Material provided
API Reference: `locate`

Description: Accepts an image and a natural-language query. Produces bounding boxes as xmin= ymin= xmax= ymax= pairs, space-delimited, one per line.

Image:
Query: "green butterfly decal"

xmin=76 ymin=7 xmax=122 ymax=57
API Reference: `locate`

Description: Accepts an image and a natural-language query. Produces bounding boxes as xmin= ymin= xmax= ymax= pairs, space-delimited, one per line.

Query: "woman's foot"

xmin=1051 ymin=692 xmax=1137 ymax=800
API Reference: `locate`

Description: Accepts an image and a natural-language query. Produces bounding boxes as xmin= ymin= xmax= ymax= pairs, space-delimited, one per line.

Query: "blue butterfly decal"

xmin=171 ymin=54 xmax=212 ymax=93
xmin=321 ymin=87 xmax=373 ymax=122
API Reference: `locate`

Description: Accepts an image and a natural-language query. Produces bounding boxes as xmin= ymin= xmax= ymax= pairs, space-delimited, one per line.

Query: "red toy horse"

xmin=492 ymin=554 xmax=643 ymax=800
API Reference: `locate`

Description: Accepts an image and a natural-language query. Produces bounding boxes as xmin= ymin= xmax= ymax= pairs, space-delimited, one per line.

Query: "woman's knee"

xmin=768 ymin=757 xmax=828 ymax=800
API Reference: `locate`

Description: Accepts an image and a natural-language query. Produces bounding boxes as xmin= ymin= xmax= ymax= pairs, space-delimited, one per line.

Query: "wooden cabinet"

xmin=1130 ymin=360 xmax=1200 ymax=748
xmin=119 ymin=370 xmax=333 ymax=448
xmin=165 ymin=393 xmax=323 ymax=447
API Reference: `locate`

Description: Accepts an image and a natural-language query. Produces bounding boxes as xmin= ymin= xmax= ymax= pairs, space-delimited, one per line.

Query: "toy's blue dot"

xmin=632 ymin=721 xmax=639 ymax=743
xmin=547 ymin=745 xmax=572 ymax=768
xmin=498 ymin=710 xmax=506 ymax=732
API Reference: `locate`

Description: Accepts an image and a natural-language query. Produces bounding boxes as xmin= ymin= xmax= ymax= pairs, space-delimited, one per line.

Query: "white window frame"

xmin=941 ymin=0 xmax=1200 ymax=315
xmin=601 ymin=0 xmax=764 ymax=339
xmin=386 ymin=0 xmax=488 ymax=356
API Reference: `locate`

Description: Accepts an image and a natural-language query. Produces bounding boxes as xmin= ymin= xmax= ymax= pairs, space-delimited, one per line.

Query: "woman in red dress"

Work to be completed
Repeat all the material, keeping each line identical.

Solution
API Reference: `locate`

Description: Accepts an image and a natural-language query. Produces bounding boxes as xmin= ymin= xmax= ymax= pairs, space-delimited, one per line.

Image:
Query: "green butterfly decal"

xmin=76 ymin=7 xmax=122 ymax=57
API Reference: `locate`

Description: Accepts an image and a natural-language query. Produces bounding boxes as xmin= ymin= xmax= ymax= pairs, space-delimited, one per line.

Query: "woman's foot"

xmin=1051 ymin=692 xmax=1137 ymax=800
API Reference: `locate`

Description: Accepts an image and a natural-language query. Produces bounding boxes as xmin= ymin= xmax= ymax= pairs, space-delimited, one per line.

Query: "blue butterfly decal"

xmin=171 ymin=54 xmax=212 ymax=93
xmin=321 ymin=87 xmax=373 ymax=122
API Reference: `locate`

Description: Accepts an image and a natural-language query. Produces bounding boxes as xmin= ymin= xmax= ymax= pairs, space-delimited, one per line.

Query: "red toy horse"

xmin=492 ymin=554 xmax=643 ymax=800
API Reference: `locate`

Description: Accepts an image and a natural-language query. Produces bounding boxes as xmin= ymin= xmax= ymax= pairs, space-delimited, one per line.

Query: "woman's knee"

xmin=768 ymin=757 xmax=828 ymax=800
API Reference: `locate`

Description: Accepts an image and a natural-language query. Produces bounding boxes as xmin= ymin= xmax= ymax= pairs, space-delimited, one per line.

Query: "wooden cabinet"

xmin=1130 ymin=360 xmax=1200 ymax=748
xmin=119 ymin=370 xmax=333 ymax=448
xmin=165 ymin=393 xmax=323 ymax=447
API Reference: `locate`

Description: Accepts an image and a natural-language query. Produces bounding boxes as xmin= ymin= xmax= ymax= pairs, space-delimited, one per line.

Query: "toy's blue dot"

xmin=632 ymin=721 xmax=639 ymax=743
xmin=547 ymin=745 xmax=572 ymax=768
xmin=498 ymin=710 xmax=506 ymax=732
API Reference: `locate`

Description: Accepts an image and a natural-language query. Produces bounding boxes as xmin= ymin= xmax= ymax= pairs, space-delimited, one per line.

Query: "white window frame"

xmin=941 ymin=0 xmax=1200 ymax=315
xmin=601 ymin=0 xmax=764 ymax=339
xmin=386 ymin=0 xmax=488 ymax=356
API Reference: `locate`

Description: Accepts an image and a natural-language query. Produces bounding boxes as xmin= ymin= xmax= ymax= pairs, space-delimited, one per line.

Query: "woman in red dress"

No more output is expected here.